Stated goal: Can you copy the lines below verbatim, starting with the line that contains "the black motorcycle" and ending with the line that contains "[(227, 388)]", both included?

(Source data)
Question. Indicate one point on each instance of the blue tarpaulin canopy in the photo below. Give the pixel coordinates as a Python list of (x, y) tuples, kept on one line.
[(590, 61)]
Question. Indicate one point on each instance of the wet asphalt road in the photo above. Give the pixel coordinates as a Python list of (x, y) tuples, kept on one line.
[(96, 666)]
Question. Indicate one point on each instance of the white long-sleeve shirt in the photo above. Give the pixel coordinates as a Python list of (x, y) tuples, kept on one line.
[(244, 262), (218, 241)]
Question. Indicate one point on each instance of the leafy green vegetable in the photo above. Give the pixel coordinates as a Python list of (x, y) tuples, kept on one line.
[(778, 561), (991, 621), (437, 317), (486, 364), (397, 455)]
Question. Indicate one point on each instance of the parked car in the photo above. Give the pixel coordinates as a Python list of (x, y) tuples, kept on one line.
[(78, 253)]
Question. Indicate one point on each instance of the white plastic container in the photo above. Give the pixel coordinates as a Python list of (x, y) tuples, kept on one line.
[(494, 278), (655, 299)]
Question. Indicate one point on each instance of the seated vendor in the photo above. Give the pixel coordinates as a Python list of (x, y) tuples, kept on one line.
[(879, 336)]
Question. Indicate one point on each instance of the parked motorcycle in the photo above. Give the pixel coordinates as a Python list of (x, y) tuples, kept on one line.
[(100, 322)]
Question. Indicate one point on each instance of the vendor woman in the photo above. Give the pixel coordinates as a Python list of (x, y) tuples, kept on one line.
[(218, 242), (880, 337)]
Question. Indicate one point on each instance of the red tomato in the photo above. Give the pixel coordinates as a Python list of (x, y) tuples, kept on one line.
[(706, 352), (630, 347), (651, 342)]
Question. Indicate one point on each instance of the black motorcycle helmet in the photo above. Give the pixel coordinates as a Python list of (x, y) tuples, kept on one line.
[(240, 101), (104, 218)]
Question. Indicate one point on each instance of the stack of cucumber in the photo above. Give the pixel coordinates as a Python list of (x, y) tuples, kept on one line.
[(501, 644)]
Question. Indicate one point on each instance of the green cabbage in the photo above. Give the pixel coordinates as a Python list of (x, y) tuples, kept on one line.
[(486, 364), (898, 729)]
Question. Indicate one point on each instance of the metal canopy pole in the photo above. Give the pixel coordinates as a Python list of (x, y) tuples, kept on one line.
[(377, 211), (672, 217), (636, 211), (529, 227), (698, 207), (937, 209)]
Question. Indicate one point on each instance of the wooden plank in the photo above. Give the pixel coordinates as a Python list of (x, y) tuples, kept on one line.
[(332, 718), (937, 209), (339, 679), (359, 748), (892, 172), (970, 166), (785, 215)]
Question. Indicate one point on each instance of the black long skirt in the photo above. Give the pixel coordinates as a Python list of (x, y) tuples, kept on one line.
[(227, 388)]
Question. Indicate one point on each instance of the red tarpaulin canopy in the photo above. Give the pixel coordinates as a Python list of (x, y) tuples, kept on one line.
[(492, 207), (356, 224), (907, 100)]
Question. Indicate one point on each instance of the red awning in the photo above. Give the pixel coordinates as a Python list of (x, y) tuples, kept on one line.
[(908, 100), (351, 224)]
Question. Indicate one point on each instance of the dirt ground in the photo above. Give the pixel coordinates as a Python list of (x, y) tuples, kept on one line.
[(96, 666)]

Result for this exercise:
Question. Indicate one point on each instance of the black motorcycle helmet in the photo above. Give the pixel coordinates as a Python list of (x, y) tuples, kept on one line.
[(240, 101), (104, 218)]
Question. Indicate one point on each instance of the stack of cucumber in the photo above. Give the pixel coordinates as a Python list of (x, y) tuples, kept on one line.
[(501, 644)]
Question. Indicate one point on each instance of the green cabbage in the photo above. Give the pixel coordinates as a Python list of (x, y) tuples, kept on one line.
[(486, 364), (898, 729)]
Question. Indicate one point on each instance of the metal canopy pole in the photo above. Give the pixel coordinates as a Python list of (x, y) tuples, kept on one line.
[(377, 211), (672, 217), (636, 211), (529, 227), (698, 207), (937, 209)]
Question. Indicate one point on each instance of the wooden plank in the photo above. Give the pixel coordinates as a Python list of (x, y) tuples, kept on one line.
[(332, 718), (937, 209), (339, 679), (359, 748), (892, 172), (970, 166), (785, 215)]
Question. Indicate one point on each instance of the black long skirt in the photo above. Give the pixel coordinates as a Python list of (x, y) tuples, kept on one line.
[(227, 388)]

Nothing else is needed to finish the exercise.